Records for the exercise
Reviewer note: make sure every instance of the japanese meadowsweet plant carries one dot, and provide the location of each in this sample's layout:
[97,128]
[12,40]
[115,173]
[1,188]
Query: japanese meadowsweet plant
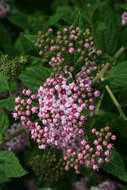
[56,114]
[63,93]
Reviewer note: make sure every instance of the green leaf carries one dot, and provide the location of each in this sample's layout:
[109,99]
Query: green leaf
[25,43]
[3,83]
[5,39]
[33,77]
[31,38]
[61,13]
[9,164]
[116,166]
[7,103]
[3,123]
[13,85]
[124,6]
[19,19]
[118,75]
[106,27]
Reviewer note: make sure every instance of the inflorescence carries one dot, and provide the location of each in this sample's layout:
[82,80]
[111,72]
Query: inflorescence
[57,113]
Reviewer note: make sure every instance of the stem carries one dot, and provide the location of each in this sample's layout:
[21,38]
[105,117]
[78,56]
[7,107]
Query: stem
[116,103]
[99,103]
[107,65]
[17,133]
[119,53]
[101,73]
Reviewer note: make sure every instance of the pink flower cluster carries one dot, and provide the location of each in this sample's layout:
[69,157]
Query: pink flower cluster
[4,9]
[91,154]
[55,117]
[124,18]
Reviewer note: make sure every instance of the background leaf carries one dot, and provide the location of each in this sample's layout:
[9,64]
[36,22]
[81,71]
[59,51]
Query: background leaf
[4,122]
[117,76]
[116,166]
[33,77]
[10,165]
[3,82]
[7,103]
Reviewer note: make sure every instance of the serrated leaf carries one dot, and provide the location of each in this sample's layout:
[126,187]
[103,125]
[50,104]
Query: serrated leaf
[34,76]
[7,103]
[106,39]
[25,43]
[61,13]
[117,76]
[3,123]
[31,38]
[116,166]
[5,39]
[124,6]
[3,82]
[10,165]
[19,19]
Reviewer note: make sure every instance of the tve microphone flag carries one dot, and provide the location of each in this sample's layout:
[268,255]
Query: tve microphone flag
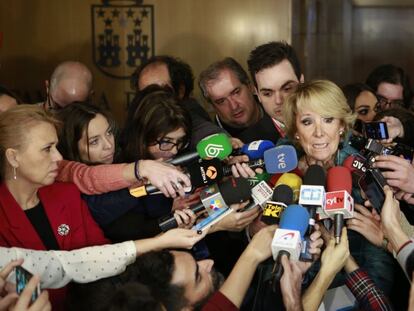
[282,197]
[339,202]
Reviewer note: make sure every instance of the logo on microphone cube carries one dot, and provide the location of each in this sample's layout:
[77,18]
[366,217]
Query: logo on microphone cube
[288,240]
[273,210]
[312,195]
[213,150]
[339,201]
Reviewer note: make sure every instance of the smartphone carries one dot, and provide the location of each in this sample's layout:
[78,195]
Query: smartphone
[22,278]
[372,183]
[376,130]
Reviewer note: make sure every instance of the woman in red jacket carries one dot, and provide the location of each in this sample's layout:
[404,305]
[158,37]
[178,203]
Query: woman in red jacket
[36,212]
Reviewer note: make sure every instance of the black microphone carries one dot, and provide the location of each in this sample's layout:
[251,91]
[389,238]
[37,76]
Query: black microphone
* * *
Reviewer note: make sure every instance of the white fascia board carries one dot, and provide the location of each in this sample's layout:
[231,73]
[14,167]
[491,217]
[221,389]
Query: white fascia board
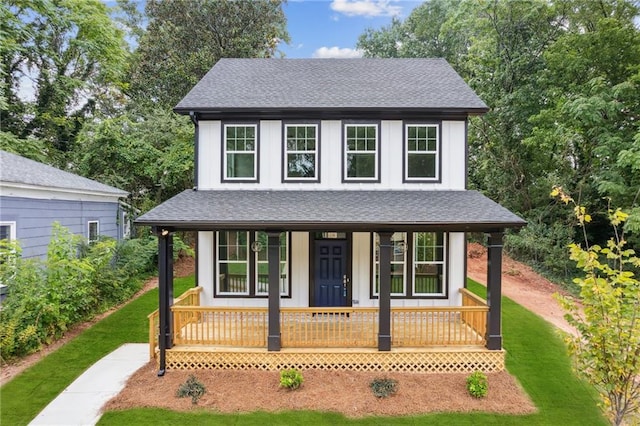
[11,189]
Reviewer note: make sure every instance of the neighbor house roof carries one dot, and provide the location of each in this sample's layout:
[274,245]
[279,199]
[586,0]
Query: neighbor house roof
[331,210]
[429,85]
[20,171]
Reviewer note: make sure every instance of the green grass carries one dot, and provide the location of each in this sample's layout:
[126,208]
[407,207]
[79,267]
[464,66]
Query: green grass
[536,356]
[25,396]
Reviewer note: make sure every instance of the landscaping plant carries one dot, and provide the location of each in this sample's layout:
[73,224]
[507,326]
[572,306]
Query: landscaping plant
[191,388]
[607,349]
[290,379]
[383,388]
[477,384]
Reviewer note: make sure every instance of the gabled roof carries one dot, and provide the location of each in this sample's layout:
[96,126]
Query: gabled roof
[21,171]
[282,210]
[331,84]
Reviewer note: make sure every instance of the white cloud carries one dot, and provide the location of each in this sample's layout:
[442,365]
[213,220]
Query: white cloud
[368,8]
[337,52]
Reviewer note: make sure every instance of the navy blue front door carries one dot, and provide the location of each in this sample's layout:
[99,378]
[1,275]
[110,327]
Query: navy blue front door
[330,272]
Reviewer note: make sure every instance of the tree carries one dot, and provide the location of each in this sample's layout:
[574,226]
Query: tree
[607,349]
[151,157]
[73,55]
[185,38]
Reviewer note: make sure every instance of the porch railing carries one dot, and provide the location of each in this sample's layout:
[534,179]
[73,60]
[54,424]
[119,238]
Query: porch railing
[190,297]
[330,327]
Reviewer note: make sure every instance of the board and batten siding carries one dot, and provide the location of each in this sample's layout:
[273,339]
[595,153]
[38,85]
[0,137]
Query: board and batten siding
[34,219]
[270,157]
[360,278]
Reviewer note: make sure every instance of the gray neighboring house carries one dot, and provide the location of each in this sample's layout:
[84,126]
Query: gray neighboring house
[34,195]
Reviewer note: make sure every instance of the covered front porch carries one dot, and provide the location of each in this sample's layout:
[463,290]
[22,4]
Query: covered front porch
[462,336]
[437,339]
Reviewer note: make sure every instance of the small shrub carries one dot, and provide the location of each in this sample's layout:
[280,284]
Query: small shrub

Problem details
If a line in the records contains "black", report it.

Your response
Reviewer note: make sure every instance of the black microphone carries one dot, and provide the location of each in this sample's layout:
Query: black microphone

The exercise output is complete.